RECORD EXCERPTS ::
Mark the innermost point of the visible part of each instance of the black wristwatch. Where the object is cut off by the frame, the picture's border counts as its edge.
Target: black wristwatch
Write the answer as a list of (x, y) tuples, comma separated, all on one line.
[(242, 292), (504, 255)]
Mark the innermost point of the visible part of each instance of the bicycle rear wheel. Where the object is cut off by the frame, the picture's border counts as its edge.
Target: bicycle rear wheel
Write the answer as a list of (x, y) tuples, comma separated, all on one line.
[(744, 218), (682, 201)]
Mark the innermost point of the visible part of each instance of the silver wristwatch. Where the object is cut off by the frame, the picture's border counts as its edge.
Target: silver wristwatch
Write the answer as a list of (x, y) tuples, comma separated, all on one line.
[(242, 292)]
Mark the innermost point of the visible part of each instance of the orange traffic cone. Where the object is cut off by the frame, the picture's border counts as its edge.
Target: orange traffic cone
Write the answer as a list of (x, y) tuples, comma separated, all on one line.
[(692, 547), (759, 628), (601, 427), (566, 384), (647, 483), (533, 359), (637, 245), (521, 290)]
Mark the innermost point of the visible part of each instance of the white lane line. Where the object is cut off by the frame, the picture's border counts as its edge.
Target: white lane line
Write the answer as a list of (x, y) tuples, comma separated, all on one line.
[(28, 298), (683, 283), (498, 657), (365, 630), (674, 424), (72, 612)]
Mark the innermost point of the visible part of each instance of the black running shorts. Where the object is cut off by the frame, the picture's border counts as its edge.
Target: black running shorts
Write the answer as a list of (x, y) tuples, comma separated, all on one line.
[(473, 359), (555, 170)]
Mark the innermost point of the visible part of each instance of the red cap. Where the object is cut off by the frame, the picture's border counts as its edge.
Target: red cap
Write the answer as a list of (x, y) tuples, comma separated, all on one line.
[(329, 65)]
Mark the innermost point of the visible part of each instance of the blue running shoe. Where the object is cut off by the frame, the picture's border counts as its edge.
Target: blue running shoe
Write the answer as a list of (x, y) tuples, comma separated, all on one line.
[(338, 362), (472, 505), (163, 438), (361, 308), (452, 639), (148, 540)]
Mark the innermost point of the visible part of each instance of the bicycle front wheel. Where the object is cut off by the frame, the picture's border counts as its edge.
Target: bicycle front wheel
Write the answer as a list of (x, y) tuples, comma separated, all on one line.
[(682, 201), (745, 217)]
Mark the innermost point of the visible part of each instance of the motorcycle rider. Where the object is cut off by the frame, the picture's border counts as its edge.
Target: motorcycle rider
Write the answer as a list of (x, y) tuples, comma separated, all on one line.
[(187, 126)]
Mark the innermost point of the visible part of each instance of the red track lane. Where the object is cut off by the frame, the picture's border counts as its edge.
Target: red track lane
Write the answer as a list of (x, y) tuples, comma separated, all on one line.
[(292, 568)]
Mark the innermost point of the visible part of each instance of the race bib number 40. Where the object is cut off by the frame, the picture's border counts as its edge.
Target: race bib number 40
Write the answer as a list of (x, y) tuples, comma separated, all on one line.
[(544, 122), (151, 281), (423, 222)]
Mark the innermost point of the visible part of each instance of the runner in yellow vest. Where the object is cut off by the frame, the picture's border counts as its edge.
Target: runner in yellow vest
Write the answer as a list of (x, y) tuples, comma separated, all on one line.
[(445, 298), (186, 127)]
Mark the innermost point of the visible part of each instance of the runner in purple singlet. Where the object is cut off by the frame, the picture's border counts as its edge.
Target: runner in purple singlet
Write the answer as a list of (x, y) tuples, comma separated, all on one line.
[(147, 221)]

WORK REQUIRED :: Output all of the material exactly.

TASK ANSWER ::
Mark the innermost point of the visible part of each instance of the black wristwatch. Where the object is cut off by the frame, the picture's border counts as its edge.
Target: black wristwatch
Write the answer as a list of (x, y) tuples, comma separated, all on one line.
[(242, 292), (504, 255)]
Mark the innermost point of the visible part of each instance of the bicycle rear wheel. Where the object is cut off by the frame, the picture's border counts as its edge.
Target: bicycle rear wheel
Write the answer as a list of (x, y) tuples, comma separated, all on one line.
[(744, 218), (682, 201)]
Mark the innermost point of the visible part of each instance of the silver wristwatch. Where the object is cut off by the frame, the picture's border counts as its edge.
Target: silver wristwatch
Write the answer as a list of (x, y) tuples, comma separated, all on one line.
[(242, 292)]
Mark the innermost point of the visible part of each instance of the orange traffic cone. Where the object is cut off by the frame, the picture's border counts as its edge.
Target: orange traffic cone
Write the answer as a list of (x, y) tuples, comma separated, all on one line.
[(692, 547), (759, 628), (601, 427), (566, 384), (647, 483), (533, 359), (637, 245), (521, 290)]
Mark the innermost point of the visible part of each instance of the white lane line. Where the object is cut off by the frame, the picture's border counts as its edge.
Target: white lane line
Write the answer as a list of (x, y) tuples, comma separated, all on one line.
[(28, 298), (683, 283), (498, 657), (365, 630), (674, 424), (72, 612)]
Mark the innermost point of the visible part of each instance of the black running shorts. Where the object is cut off by the frame, the picture's border counts as its edge.
Target: black running shorts
Write the answer as a list of (x, y) tuples, comma separated, all on one line.
[(473, 359), (555, 170)]
Mark the innermost point of the visible part of each instance of the red cap. Where the object is cut off by the frame, the picture's border counts as its edge.
Target: red cap
Write the answer as a list of (x, y) tuples, comma separated, all on one line.
[(329, 65)]
Mark the innermost point of the visible part of each instance of the blue running shoe. Where the object is cut off by the frame, the picture's border counts as its edge.
Target: blue running shoe
Write the answer as a list of (x, y) tuples, comma separated, all on one line.
[(338, 362), (472, 505), (163, 438), (361, 308), (452, 639), (148, 540)]
Mark the innermost point of the visible part of each instance of the bicycle front wheel. Where the object is cut off by the frame, the picture's border counts as its edge.
Target: bicycle front wheel
Write the answer as a list of (x, y) tuples, comma separated, all on one line.
[(682, 201), (745, 217)]
Mark the innermost point of the visible part of each instance of the motorcycle rider. Where the object is cut off by the frame, the picture's border counts as its edge.
Target: motorcycle rider
Write the answer as a list of (x, y) tuples, comma separated, all on one line.
[(187, 126)]
Mark the innermost point of the visible part of each instance of the red track lane. Where the object is cut off by the frame, the picture's border counts as its edge.
Target: red track lane
Write the answer as a list of (x, y) tuples, comma separated, all on one line.
[(292, 568)]
Mark the innermost point of the visible part of each instance of the race bib number 40. Where the object is cut off by the frame, the picture's border counts as its edge.
Target: race bib number 40
Write the answer as a list of (x, y) tuples, comma separated, all on one line.
[(544, 122), (151, 281), (423, 222)]
Mark the innermost point of the visible part of each instance of the runner in yellow vest. Where the object is cut off by the frame, the picture's border counts as its edge.
Target: runner in yellow vest
Write the answer as a list of (x, y) tuples, comma separated, all on one line.
[(445, 298), (186, 127)]
Mark the innermost point of the visible part of each instance of the runner in purple singlet. Where the object is cut off by the frame, the picture's border counts as its edge.
Target: runner in purple singlet
Write the answer as a list of (x, y) tuples, comma separated, all on one line.
[(147, 221)]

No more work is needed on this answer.